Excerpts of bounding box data
——
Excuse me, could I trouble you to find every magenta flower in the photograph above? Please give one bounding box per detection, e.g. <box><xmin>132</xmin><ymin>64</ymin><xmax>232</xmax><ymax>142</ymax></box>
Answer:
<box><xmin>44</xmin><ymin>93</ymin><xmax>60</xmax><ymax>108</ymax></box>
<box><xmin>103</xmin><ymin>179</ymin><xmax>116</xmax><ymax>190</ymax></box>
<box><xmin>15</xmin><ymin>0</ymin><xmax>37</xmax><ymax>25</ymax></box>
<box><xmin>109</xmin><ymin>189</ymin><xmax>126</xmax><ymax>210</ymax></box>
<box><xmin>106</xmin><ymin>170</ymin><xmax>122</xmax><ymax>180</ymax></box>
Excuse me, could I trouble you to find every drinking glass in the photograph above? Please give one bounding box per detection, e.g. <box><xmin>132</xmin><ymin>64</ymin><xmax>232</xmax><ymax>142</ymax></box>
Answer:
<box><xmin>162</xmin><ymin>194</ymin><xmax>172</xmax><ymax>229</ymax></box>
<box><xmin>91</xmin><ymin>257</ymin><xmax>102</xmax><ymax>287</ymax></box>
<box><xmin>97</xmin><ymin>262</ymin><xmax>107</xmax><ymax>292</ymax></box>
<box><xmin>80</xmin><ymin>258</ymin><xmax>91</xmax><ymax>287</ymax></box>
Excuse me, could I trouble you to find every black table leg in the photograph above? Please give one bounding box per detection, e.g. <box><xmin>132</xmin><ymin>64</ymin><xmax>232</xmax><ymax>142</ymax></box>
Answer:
——
• [Your task]: Print the data above again, line for line, with no changes.

• [Output for this exercise]:
Excuse me, could I trouble you to find every magenta flower in the photograph above? Please give one bounding box per detection, e.g. <box><xmin>132</xmin><ymin>64</ymin><xmax>232</xmax><ymax>142</ymax></box>
Answer:
<box><xmin>44</xmin><ymin>93</ymin><xmax>60</xmax><ymax>108</ymax></box>
<box><xmin>103</xmin><ymin>179</ymin><xmax>116</xmax><ymax>190</ymax></box>
<box><xmin>15</xmin><ymin>0</ymin><xmax>37</xmax><ymax>25</ymax></box>
<box><xmin>109</xmin><ymin>189</ymin><xmax>126</xmax><ymax>210</ymax></box>
<box><xmin>106</xmin><ymin>170</ymin><xmax>122</xmax><ymax>180</ymax></box>
Excuse me, could I trouble you to find every drinking glass in the photograph above? Please give one bounding box per detection, e.g. <box><xmin>132</xmin><ymin>64</ymin><xmax>232</xmax><ymax>142</ymax></box>
Answer:
<box><xmin>162</xmin><ymin>194</ymin><xmax>172</xmax><ymax>229</ymax></box>
<box><xmin>91</xmin><ymin>257</ymin><xmax>102</xmax><ymax>287</ymax></box>
<box><xmin>97</xmin><ymin>262</ymin><xmax>107</xmax><ymax>292</ymax></box>
<box><xmin>80</xmin><ymin>258</ymin><xmax>91</xmax><ymax>287</ymax></box>
Excuse me, could I trouble you to find every black table leg in the photograph above? Please give one bounding box per detection, e.g. <box><xmin>132</xmin><ymin>64</ymin><xmax>232</xmax><ymax>142</ymax></box>
Answer:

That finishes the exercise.